**Task requirements:**
• A. According to the article on Ben & Jerry's Women's March endorsement, on what date did the company announce its Pecan Resist flavor?
• B. Write the next part of the article on Ben & Jerry's Women's March endorsement, picking up after its final paragraph.

**Page:**
########################################

Ben & Jerry's Untimely Women's March Endorsement

Updated: Women's March founder Teresa Shook called on March leaders to step down Monday, saying they "steered the Movement away from its true course. I have waited, hoping they would right the ship. But they have not." Read her full statement here.

Ice cream now is controversial. Welcome to America in 2018.

Ben & Jerry's, which has supported liberal causes throughout its history, likely did not anticipate the criticism and talk of boycotts that followed its Oct. 31 announcement of a new, limited time flavor to be sold in its "scoop shops."

People aren't upset about the ingredient mix in "Pecan Resist." They are disappointed that the Women's March is one of four activist groups which will receive the proceeds from its sales.

Ben & Jerry's says it selected the groups because they are "working on the front lines of the peaceful resistance, building a world that supports their values." But the values of Women's March leaders, especially anti-Israel activist Linda Sarsour – who was photographed with founders Ben Cohen, Jerry Greenfield and others for the Pecan Resist announcement – don't fit Ben & Jerry's own ideals.

"We may not agree on everything," Ben & Jerry's Twitter feed responded to an immediate wave of criticism following the announcement, "but the work that Linda has done to promote women's rights is undeniably important and we are proud to join her in that effort."

In a separate statement defending their partnership, Ben & Jerry's claimed the Women's March has been "unequivocal in denouncing religious discrimination, and anti-Semitism specifically." It pointed to a Women's March statement in which it claims to seek a world "free from anti-Semitism, homophobia, transphobia, sexism, racism, and all forms of social violence."

That fits Sarsour as long as you pay no attention to everything she has done and said. For years.

She opposes the state of Israel's very existence – a viewpoint that by itself meets the State Department definition of anti-Semitism. And, in a recording obtained by the Investigative Project on Terrorism, Sarsour blamed Jews for police shootings of unarmed black people in America. She considers ultra-conservative Muslim clerics – those who advocate for strict, Saudi-styled restrictions on women and who are virulently anti-gay – as her heroes and mentors.

And she embraced an actual Palestinian terrorist in Rasmieh Odeh, responsible for a 1969 Jerusalem grocery store bombing that killed two college students.

That's just part of a record Ben & Jerry's dismisses under the context of "We may not agree on everything."

Sarsour and national March President Tamika Mallory have struggled clumsily with Louis Farrakhan's bigotry. Farrakhan is stridently anti-LGBT and proudly anti-Semitic. Mallory is a long-time admirer, calling the Nation of Islam leader the "GOAT" (greatest of all time) and Sarsour rushed to Mallory's defense when Mallory refused to condemn Farrakhan's bigoted rhetoric.

########################################

(Stored dataset items)
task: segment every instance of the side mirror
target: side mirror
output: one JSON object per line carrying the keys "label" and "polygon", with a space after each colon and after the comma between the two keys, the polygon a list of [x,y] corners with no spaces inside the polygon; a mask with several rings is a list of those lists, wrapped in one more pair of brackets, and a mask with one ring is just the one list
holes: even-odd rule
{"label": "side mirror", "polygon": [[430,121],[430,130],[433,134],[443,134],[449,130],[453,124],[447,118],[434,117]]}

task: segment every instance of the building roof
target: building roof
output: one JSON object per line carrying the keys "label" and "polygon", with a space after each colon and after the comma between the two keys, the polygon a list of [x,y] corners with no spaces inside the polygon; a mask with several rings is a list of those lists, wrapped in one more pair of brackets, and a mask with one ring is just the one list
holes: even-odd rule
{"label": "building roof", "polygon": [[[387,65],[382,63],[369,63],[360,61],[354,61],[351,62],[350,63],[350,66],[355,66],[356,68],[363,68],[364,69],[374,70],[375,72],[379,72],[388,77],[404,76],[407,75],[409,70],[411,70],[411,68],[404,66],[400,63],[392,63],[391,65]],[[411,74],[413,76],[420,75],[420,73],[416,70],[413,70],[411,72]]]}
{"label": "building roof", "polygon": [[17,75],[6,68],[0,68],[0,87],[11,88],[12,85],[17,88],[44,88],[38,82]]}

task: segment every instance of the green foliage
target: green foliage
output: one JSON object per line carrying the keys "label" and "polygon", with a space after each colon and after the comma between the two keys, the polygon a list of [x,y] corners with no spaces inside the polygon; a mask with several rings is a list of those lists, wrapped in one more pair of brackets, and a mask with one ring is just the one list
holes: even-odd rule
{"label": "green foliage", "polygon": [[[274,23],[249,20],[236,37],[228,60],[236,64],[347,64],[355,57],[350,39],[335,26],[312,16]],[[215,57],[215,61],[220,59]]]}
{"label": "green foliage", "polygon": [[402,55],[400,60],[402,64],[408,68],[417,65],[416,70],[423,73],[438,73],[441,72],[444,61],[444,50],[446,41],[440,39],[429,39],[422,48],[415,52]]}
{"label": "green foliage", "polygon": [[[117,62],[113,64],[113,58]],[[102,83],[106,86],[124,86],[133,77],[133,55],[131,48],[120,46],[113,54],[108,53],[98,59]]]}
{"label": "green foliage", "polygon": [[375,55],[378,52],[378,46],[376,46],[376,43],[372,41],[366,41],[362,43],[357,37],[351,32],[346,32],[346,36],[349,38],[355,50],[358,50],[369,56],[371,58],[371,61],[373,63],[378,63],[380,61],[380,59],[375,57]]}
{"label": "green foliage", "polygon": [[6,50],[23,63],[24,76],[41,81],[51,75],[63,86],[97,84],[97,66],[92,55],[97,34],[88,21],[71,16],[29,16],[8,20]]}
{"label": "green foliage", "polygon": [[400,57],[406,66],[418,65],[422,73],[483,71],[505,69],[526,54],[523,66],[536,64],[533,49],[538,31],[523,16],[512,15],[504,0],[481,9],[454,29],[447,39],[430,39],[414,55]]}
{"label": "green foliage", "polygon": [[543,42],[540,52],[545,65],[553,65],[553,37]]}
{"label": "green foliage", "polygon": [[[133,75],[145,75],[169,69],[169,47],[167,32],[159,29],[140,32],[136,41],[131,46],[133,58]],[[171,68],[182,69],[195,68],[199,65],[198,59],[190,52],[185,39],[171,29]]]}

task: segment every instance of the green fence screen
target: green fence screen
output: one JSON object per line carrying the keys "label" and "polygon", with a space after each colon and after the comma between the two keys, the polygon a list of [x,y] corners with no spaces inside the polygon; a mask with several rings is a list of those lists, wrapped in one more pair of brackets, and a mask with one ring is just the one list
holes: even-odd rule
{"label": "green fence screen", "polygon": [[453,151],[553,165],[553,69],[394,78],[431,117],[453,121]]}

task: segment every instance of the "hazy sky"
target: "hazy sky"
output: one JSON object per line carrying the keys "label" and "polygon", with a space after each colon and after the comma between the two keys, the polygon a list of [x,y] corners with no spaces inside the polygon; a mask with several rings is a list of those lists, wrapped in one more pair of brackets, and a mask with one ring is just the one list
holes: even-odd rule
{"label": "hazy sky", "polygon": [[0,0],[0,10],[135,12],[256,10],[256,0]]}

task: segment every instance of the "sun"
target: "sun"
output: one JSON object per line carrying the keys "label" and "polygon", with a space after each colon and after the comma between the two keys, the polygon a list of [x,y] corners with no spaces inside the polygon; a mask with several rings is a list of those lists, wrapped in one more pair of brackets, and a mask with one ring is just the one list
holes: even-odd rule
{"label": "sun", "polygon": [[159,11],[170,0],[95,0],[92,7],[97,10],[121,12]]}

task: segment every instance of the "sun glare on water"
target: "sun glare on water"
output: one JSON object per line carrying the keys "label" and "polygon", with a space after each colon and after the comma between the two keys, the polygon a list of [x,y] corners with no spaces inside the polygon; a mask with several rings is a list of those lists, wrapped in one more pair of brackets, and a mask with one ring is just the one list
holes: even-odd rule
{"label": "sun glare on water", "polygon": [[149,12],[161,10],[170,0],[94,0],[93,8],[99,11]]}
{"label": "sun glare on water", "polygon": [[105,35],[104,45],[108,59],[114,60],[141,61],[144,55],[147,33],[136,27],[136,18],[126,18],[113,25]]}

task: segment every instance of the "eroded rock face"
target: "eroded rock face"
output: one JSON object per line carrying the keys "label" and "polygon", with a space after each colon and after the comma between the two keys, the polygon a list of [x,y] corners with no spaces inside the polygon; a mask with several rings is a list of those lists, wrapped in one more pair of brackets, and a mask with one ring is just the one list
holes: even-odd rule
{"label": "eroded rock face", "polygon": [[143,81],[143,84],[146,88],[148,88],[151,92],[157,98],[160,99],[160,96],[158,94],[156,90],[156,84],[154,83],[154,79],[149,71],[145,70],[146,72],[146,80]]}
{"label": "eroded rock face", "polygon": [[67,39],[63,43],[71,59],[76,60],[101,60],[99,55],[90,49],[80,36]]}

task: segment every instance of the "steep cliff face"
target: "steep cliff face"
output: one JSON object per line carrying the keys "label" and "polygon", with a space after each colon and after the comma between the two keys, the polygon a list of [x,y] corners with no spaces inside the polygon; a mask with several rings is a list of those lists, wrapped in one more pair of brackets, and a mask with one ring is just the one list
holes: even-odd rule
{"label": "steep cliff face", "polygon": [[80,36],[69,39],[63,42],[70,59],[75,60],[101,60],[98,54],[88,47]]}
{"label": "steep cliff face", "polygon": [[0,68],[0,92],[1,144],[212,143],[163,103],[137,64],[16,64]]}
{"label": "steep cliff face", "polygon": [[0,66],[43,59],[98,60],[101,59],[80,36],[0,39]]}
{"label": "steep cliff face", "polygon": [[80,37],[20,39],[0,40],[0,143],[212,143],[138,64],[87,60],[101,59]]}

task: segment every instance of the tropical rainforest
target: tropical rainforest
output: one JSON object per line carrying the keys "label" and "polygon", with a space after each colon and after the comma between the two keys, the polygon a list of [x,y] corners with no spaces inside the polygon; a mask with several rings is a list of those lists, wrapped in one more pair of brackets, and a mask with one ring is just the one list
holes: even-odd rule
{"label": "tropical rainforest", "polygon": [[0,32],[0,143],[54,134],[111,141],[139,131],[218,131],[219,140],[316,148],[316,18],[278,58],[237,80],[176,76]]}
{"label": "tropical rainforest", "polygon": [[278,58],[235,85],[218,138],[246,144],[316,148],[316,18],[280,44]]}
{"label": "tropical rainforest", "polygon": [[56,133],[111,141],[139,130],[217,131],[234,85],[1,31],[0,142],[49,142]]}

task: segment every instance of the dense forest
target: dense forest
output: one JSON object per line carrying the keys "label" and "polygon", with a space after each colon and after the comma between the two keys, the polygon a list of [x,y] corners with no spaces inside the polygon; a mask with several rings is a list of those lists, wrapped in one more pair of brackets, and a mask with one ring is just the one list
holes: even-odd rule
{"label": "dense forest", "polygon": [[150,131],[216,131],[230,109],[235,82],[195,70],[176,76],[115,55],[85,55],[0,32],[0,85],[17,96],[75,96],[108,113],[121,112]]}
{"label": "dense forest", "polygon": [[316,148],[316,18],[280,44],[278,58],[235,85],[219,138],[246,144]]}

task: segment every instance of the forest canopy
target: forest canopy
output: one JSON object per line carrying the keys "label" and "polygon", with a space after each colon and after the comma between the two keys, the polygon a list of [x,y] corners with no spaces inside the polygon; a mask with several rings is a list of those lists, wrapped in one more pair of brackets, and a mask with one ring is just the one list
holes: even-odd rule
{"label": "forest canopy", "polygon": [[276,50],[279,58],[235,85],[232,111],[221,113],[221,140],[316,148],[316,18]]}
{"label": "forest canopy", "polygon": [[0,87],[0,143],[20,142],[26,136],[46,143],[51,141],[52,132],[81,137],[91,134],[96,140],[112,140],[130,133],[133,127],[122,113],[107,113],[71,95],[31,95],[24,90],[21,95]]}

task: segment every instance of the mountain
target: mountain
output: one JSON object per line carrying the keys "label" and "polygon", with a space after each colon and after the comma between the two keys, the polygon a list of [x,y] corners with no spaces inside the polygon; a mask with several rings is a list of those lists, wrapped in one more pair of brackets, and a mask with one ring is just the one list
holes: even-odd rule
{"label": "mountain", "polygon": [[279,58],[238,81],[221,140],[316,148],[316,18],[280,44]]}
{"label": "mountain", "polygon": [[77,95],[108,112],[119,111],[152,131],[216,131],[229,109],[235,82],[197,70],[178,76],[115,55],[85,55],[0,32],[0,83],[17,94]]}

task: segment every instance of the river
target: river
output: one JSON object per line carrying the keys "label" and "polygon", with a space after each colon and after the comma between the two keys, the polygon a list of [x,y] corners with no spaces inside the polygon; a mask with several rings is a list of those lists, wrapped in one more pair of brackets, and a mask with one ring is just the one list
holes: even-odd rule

########################################

**The results:**
• A. October 31

• B.
None of that stopped Ben & Jerry's from choosing to elevate the Women's March. The partnership also fell victim to some poor timing. In the week following Pecan Resist's release, two major liberal celebrities broke with the Women's March, and a German political group withdrew a human rights award it had planned to bestow upon March leaders.

"Any time that there is any bigotry or anti-Semitism in that respect, it needs to be called out and addressed," TV star Alyssa Milano told the Advocate, explaining why she is unlikely participate in a future Women's March until it has new leadership. "I'm disappointed in the leadership of the Women's March that they haven't done it adequately."

Debra Messing, longtime star of Will & Grace, then publicly supported Milano.

On Wednesday, the "Womxn's March Denver" issued a statement denouncing "anti-Semitism and the National Women's March leadership team's failure to clearly disassociate from anti-Semitic public figures."

The movement seems to be going against Women's March leaders, and hopefully, against the poisonous ideas they embrace.

It was the Friedrich-Ebert-Stiftung Foundation for Social Democracy that laid out the details showing the disqualifying record of Women's March leaders, again, especially Sarsour. In an open letter Nov. 6 urging the foundation withdraw a human rights award scheduled to be bestowed upon Women's March leaders, foundation "scholarship holders and alumni" made the case that "Women's March USA does not constitute an inclusive alliance" because organizers trivialize anti-Semitism and exclude Zionists.

Sarsour's comments blaming Jews for police shootings of unarmed black people was among the examples, including language directly from the IPT's original exclusive report. It also showed how March President Tamika Mallory has stood by Nation of Islam leader Louis Farrakhan despite his repeated anti-Semitic slurs calling Jews "bloodsuckers" and "termites."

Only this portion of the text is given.